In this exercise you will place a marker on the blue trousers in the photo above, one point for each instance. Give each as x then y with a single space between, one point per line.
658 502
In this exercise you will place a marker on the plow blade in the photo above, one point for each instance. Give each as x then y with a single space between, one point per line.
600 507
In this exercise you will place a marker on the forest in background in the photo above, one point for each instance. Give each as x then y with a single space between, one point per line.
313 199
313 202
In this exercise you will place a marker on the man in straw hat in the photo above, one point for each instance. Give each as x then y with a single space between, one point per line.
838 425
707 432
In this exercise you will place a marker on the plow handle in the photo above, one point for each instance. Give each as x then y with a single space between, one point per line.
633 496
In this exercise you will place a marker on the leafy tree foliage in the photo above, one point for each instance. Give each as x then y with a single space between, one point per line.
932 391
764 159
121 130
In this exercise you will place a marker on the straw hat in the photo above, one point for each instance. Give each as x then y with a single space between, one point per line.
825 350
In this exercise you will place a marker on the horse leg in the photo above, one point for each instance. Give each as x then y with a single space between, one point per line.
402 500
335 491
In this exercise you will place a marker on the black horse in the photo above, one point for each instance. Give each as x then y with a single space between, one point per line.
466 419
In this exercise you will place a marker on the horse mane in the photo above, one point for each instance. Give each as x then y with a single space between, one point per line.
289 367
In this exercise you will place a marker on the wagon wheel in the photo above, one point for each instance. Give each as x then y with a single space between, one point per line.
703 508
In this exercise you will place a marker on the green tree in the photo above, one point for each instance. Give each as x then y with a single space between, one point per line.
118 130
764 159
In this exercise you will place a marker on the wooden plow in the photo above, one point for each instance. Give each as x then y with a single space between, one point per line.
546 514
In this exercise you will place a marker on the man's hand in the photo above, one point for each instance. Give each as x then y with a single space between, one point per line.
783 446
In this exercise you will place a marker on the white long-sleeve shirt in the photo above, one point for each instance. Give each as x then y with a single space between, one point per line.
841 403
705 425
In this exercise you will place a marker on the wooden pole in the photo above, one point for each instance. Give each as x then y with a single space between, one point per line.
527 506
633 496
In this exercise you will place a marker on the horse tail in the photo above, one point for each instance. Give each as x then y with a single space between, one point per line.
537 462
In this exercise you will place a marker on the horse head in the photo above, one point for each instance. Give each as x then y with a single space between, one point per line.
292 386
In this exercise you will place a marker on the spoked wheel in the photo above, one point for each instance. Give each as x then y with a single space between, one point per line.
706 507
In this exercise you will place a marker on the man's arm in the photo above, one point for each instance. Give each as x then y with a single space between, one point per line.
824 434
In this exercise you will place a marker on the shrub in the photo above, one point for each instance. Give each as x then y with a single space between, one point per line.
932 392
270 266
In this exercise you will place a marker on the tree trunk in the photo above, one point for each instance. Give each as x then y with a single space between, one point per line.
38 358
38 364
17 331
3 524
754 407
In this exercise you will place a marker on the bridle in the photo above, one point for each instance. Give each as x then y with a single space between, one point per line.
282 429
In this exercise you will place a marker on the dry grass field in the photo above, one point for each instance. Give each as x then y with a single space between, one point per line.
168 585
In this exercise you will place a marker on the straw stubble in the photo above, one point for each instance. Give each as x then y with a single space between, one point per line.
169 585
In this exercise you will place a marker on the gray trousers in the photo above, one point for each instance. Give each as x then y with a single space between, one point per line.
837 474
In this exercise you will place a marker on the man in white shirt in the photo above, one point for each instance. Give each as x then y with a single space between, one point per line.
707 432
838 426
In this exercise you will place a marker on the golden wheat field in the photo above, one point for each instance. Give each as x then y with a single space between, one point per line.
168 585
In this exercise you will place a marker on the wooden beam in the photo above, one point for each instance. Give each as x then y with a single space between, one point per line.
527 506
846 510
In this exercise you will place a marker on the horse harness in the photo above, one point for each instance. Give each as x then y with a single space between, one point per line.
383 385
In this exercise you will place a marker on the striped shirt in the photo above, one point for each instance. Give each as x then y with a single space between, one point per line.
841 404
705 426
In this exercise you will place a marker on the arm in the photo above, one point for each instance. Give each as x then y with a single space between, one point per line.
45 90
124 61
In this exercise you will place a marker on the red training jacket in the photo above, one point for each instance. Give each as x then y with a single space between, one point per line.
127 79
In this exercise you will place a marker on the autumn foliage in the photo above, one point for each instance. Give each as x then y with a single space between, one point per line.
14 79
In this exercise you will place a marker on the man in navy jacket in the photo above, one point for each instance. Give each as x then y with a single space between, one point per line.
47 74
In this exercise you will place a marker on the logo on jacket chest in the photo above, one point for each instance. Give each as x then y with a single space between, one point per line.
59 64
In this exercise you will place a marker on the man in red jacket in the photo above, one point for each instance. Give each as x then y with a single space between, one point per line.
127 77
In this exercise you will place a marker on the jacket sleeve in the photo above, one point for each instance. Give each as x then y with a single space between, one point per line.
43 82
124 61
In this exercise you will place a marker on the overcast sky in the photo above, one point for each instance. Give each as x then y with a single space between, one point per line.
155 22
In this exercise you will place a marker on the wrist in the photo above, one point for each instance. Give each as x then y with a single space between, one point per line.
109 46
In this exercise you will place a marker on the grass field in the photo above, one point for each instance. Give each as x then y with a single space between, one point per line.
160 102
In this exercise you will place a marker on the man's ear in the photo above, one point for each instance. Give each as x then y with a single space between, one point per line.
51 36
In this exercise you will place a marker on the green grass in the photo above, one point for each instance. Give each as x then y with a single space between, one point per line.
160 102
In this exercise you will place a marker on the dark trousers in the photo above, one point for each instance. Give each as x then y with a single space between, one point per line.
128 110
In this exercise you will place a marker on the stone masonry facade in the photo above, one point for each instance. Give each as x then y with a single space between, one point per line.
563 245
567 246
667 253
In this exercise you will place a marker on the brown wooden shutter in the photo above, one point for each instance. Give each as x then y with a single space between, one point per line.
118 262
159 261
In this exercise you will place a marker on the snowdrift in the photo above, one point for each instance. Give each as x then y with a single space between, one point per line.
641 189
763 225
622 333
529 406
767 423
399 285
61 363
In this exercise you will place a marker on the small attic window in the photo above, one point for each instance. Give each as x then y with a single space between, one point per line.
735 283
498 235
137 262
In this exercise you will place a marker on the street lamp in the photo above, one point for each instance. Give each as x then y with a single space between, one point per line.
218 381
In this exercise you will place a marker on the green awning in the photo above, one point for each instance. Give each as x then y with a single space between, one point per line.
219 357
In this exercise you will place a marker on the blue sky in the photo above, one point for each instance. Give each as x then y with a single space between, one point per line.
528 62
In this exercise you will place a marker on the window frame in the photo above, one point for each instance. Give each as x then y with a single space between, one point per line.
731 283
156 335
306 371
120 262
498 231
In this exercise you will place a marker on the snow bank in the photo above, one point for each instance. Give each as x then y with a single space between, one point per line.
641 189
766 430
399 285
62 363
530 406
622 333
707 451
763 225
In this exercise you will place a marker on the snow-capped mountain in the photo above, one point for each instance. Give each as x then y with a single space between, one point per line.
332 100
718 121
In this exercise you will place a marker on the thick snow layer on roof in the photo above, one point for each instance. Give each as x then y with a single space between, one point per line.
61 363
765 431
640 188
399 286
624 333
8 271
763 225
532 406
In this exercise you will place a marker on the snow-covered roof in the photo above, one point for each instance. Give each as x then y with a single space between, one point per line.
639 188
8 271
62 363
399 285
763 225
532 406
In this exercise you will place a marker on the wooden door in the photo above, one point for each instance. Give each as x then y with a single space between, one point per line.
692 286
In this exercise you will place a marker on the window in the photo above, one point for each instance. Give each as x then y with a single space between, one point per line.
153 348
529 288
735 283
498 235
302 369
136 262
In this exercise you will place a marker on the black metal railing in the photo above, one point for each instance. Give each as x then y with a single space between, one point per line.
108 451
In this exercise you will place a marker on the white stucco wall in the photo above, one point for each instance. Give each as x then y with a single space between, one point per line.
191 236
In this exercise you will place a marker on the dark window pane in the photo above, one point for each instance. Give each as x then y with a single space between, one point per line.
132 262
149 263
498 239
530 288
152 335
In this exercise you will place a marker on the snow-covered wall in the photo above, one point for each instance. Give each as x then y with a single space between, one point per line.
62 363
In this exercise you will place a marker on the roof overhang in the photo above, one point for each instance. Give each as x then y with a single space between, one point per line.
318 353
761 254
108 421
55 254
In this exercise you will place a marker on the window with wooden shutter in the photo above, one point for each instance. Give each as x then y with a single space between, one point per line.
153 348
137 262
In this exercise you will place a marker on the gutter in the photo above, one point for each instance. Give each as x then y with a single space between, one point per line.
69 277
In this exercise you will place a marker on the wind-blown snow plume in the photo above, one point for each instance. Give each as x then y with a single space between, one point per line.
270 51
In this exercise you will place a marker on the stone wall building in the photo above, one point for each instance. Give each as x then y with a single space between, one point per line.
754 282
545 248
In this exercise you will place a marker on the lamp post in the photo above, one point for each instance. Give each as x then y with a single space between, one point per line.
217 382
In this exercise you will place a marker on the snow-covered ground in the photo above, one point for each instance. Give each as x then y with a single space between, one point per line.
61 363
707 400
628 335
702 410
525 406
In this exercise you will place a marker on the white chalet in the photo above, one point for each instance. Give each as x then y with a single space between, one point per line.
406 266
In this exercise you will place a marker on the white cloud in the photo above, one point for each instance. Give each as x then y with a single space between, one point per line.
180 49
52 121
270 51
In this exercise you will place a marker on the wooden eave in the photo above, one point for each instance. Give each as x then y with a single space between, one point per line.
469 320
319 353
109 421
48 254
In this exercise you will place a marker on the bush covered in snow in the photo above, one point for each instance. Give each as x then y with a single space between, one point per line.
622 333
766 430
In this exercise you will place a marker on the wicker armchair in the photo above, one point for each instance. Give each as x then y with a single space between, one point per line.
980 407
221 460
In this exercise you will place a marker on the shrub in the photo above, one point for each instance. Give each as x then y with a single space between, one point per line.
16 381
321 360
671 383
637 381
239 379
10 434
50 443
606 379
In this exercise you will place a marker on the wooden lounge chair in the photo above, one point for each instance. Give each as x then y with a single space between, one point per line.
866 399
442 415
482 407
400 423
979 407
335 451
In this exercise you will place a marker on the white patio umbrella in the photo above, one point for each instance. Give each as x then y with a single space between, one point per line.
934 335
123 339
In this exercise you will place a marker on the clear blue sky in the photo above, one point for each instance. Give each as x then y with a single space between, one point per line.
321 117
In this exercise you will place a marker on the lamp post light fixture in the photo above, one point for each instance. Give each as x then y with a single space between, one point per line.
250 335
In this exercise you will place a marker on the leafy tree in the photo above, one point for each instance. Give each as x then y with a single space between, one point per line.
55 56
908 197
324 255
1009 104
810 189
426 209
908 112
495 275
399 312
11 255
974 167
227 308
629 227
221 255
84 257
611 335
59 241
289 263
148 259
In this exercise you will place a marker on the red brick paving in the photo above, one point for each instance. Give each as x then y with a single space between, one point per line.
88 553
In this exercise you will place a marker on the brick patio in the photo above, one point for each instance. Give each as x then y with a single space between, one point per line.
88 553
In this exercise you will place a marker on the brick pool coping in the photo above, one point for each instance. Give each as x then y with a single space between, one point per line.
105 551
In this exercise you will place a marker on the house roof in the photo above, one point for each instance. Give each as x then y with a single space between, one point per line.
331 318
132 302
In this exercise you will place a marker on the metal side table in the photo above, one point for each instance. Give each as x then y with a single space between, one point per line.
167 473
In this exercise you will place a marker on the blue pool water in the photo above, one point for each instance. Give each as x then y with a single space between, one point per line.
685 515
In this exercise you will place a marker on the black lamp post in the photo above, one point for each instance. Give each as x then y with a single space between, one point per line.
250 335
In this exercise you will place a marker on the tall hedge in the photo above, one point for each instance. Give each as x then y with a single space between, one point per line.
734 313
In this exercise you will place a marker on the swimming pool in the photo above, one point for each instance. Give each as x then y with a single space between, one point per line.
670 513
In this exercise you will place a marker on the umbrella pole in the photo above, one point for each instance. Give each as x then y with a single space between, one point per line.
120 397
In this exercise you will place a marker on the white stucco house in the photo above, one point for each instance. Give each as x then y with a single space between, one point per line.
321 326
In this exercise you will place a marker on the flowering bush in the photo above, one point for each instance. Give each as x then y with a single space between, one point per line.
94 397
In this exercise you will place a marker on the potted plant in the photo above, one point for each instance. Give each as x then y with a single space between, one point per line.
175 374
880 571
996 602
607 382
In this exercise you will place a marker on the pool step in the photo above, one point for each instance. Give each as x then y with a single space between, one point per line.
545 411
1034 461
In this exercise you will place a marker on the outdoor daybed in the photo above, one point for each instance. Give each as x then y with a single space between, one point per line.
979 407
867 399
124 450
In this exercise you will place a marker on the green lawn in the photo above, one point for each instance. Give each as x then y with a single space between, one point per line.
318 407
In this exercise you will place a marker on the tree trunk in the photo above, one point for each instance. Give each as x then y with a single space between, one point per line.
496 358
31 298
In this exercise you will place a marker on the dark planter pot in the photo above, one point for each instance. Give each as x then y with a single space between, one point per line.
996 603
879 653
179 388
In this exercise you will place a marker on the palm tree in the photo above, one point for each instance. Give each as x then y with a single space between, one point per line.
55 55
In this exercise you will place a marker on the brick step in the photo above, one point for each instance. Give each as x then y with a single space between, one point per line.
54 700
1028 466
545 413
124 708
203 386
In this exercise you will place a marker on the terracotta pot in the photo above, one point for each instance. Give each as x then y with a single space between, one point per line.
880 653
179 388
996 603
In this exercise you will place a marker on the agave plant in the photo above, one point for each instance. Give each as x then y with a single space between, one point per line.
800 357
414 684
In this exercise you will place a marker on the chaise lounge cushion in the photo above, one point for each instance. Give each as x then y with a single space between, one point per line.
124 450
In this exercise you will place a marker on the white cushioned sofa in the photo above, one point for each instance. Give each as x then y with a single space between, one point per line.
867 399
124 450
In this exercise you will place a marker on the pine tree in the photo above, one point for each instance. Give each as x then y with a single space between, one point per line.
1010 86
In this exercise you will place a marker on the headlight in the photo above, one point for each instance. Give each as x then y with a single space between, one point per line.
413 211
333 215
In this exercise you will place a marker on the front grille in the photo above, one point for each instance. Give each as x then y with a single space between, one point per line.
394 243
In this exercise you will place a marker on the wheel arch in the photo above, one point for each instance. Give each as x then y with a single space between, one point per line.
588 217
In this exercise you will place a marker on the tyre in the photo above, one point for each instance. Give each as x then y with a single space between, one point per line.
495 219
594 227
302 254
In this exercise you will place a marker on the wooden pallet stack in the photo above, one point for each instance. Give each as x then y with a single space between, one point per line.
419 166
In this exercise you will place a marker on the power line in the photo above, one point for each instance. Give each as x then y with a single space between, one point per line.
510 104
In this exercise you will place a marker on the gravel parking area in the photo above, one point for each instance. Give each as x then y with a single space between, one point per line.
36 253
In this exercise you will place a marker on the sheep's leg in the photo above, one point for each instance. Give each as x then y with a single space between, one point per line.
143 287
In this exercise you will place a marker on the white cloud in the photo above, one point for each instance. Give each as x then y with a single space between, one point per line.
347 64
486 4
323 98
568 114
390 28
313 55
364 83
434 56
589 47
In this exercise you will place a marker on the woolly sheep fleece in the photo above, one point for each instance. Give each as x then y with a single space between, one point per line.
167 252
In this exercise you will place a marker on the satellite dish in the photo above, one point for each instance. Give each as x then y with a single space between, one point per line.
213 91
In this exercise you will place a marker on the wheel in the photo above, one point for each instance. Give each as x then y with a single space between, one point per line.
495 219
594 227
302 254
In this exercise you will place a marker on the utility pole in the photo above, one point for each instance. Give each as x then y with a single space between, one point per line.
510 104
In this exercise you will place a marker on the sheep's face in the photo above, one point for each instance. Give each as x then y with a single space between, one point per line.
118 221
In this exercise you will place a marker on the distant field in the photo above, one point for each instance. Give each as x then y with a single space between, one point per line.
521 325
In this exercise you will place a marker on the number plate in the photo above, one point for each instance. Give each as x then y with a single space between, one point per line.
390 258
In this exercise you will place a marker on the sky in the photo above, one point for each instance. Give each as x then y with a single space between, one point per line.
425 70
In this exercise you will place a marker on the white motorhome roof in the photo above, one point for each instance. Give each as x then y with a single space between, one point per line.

# [WHAT TO WORK ON]
All lines from the one containing "In this exercise you will place a marker on the woolly" through the end of the records, both ends included, are to be quoted exactly; please add nothing else.

# [ANSWER]
In this exercise you will place a marker on the woolly sheep fleece in the photo above, one point for each instance. Give each as x then y with a single space between, one point per line.
167 252
In this exercise you will place a marker on the satellite dish in the photo above, one point for each instance. Give each as x then y with a single space between, one point per line.
213 91
In this exercise you will place a marker on the wheel in the photo above, one point for each instance. Give each as x then y with a single space between, one point per line.
495 219
594 227
302 254
In this exercise you will place a marker on the utility pole in the photo above, one point for each instance. Give each as x then y with a single space between, one point per line.
510 104
In this exercise you will place a marker on the sheep's face in the photo above, one point for each instance. Give each as x then y with a single space between, one point per line.
118 221
In this exercise you will place a marker on the distant field in the photo above, one point for each instance. Give each as x then y with a single space between, one point per line.
521 325
In this exercise you will place a marker on the number plate in the photo above, one point for each instance. Give each as x then y with a single space between, one point per line.
390 258
In this exercise you will place a marker on the sky in the photo above, one point for each instance. Give each as x then y with a single space between, one point per line.
425 70
In this exercise you will place a marker on the white motorhome roof in the photo above, one point for each instance. Give each as x then y with a single space between, one point per line.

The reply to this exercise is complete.